Aim of the exercise
Print out all of the data below, keeping it identical to the original.

Data excerpts:

##############################

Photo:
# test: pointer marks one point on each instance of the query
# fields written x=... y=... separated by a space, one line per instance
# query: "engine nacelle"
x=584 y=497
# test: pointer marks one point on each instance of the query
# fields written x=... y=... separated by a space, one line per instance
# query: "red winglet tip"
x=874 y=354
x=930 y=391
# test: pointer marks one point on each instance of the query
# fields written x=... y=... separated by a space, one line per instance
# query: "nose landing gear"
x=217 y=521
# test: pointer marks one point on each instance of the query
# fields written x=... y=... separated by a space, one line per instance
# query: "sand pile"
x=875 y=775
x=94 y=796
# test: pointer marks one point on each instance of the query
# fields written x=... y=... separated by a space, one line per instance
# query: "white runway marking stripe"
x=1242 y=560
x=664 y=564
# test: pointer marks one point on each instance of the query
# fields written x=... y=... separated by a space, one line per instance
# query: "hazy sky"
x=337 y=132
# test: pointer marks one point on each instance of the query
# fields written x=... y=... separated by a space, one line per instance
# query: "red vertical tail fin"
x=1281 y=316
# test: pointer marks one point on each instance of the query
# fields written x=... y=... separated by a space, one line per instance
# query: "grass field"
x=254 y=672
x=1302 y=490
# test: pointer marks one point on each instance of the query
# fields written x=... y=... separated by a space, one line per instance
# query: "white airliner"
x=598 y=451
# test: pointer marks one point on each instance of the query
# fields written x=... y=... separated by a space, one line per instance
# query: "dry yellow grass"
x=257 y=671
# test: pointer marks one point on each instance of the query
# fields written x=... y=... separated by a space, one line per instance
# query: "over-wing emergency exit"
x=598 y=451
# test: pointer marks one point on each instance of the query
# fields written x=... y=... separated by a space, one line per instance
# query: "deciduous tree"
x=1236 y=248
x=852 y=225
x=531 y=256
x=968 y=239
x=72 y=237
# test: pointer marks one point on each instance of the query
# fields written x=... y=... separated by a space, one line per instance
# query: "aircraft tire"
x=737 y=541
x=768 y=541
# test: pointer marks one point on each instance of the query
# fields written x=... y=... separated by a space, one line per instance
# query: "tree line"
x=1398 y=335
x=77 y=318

##############################

Solution to the problem
Photo:
# test: pointer marks one point on each instance of the query
# fields written x=... y=... separated by a space, one line per instance
# query: "engine nacelle"
x=584 y=497
# test: pointer marks one point on each instance of the query
# fields written x=... y=... separated by a space, one line per instance
# query: "red winglet tip"
x=874 y=354
x=930 y=391
# test: pointer marks one point on each instance of the query
# fields written x=... y=... separated by a space, one line per instance
# query: "nose landing gear"
x=217 y=521
# test: pointer marks one point on each instance of the query
# fields written x=... y=... separated by a space, one line per instance
# query: "sand pile"
x=875 y=775
x=94 y=796
# test: pointer marks one point on each instance of the query
# fields written x=... y=... separated by a space, one line per instance
# query: "white runway marking stripe"
x=1242 y=560
x=664 y=564
# test: pointer marks one point on each instance of the query
# fields written x=... y=... separated by a space, one line per instance
# query: "hazy sky"
x=337 y=132
# test: pointer marks one point on each instance of the query
# fields written x=... y=... separated by a space, one line per instance
# query: "red vertical tail fin"
x=1281 y=316
# test: pointer marks one point on each instance of the query
# fields written x=... y=... separated by a space, one line per instance
# query: "grass field"
x=254 y=672
x=1302 y=490
# test: pointer marks one point on each instance of the query
# fields written x=... y=... separated by a space, one line per instance
# query: "white airliner"
x=598 y=451
# test: pointer marks one point on each instance of the query
# fields written x=... y=... separated by a space, one line per instance
# query: "dry yellow grass"
x=257 y=671
# test: pointer marks one point on each instance of the query
# fields written x=... y=... separated by a space, one line per instance
# query: "over-wing emergency exit"
x=598 y=451
# test: pointer marks one point on each instance of the query
# fields written x=... y=... separated by a space, one line per instance
# query: "deciduous tree"
x=1236 y=248
x=852 y=225
x=531 y=256
x=968 y=239
x=72 y=237
# test: pointer marks one point on each instance of the query
# fields written x=... y=... separated by a space, one line per instance
# query: "aircraft tire"
x=737 y=541
x=768 y=541
# test: pointer marks one point on each instance of the query
# fields written x=... y=... separated by a space, one line per instance
# query: "tree line"
x=1398 y=335
x=77 y=318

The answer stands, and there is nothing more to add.